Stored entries
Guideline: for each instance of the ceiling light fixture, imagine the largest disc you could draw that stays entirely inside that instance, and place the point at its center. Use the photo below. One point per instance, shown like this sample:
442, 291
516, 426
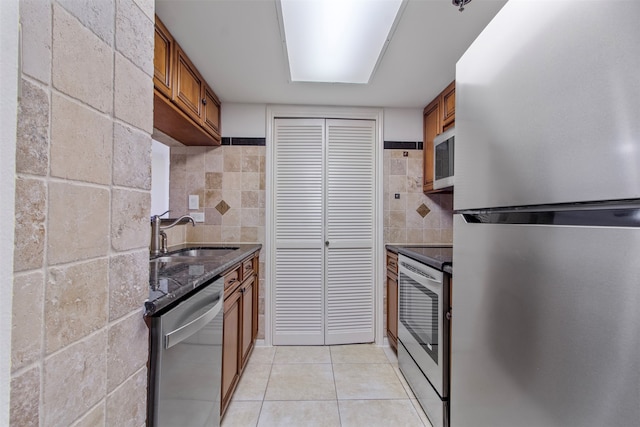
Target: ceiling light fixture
461, 3
336, 41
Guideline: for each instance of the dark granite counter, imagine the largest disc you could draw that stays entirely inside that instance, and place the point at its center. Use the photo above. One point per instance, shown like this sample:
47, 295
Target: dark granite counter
172, 280
440, 257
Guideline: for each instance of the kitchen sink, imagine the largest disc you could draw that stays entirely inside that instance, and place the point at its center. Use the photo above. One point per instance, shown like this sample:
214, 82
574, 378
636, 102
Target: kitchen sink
188, 254
205, 252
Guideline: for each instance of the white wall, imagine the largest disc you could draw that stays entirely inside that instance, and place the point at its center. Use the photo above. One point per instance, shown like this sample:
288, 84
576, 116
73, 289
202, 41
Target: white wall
248, 120
8, 115
403, 124
244, 120
161, 155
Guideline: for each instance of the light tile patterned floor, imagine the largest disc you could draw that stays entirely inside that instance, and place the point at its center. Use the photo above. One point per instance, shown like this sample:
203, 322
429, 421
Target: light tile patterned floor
348, 385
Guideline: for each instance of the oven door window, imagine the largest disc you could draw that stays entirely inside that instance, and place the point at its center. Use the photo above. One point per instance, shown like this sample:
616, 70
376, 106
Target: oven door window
419, 314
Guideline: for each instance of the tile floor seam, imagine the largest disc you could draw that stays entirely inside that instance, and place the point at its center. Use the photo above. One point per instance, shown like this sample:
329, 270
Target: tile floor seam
267, 417
335, 387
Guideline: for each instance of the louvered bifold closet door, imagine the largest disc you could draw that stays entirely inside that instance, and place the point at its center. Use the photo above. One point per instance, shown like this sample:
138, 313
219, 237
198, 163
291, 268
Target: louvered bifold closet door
350, 231
299, 242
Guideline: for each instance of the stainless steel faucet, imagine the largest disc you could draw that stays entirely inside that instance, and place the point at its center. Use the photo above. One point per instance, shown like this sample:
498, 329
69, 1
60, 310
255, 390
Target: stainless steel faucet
159, 237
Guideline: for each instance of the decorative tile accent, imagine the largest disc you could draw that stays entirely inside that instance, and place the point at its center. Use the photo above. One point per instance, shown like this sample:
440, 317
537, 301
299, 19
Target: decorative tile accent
222, 207
423, 210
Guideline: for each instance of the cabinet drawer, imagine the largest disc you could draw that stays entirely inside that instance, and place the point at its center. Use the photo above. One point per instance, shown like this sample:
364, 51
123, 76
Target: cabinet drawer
392, 262
231, 280
247, 267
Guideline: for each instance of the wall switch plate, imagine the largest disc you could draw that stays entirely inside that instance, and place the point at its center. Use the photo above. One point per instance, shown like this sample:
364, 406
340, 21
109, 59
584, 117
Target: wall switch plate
198, 216
194, 201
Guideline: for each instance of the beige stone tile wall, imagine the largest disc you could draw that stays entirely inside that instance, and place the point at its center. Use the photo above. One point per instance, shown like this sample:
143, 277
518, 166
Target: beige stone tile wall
83, 163
403, 224
233, 174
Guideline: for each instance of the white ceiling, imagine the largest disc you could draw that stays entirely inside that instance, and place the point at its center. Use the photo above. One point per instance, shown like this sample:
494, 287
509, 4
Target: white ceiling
236, 46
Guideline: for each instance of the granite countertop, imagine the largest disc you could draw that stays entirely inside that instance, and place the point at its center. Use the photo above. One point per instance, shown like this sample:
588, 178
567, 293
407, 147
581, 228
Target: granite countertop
440, 257
170, 281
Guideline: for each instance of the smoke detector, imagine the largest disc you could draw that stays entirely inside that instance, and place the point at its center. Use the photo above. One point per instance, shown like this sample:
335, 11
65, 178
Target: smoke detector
460, 3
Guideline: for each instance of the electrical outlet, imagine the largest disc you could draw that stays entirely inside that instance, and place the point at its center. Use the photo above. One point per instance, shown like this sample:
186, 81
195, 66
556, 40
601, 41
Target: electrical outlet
194, 201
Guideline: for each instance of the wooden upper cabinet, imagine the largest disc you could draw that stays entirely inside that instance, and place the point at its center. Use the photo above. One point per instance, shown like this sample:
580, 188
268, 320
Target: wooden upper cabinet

# Exercise prompt:
Check every line of the data above for the string "upper", and copy those that have it.

# Output for this exercise:
Guideline: for each instance of the wooden upper cabinet, imagine the largest disc you could draw that stays entirely inside that instance, and place the point at its center. Use the photo above. One point per instance, shown like this sample:
Target: wooden upper cabinet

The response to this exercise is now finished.